• [Entries shown]

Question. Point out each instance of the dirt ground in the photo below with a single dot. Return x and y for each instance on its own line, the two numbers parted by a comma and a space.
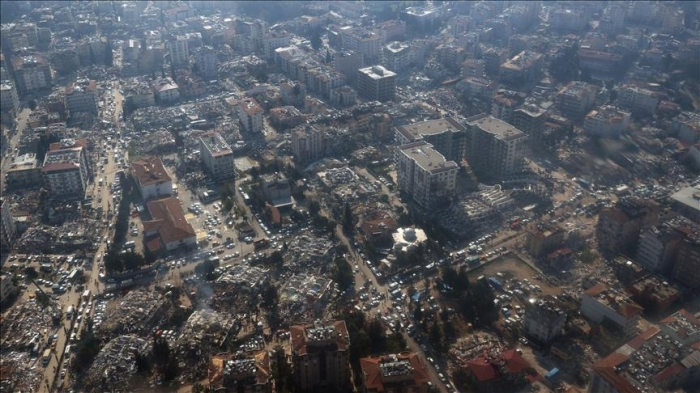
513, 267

--

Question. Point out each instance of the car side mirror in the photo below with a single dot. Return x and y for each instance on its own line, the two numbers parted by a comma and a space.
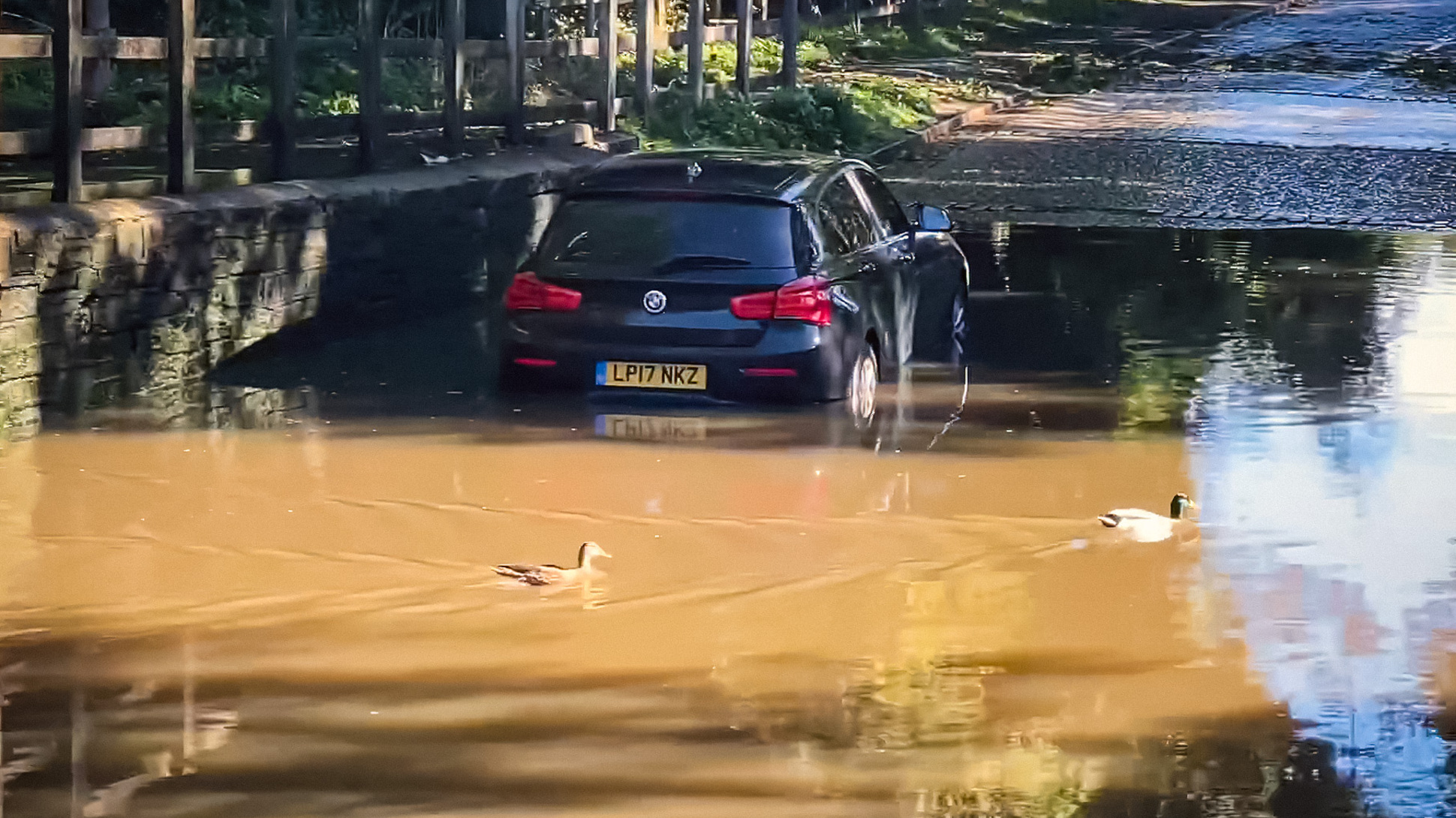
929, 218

---

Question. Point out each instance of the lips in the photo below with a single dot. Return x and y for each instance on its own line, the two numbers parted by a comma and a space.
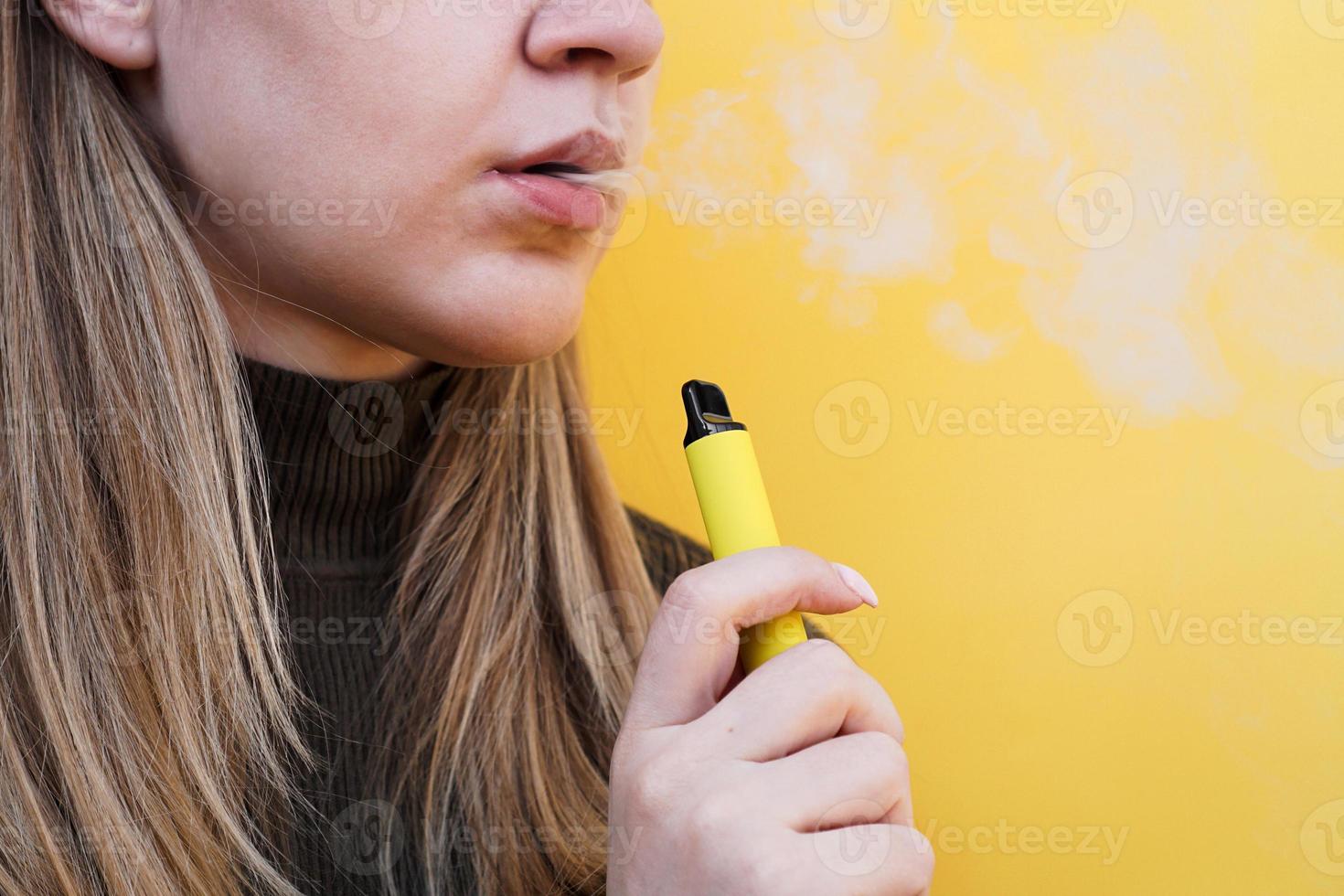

• [Aim of the task] Tally how many lines in the records above contain the string "side", with case counting. Reply with the number alone.

• [Full output] 1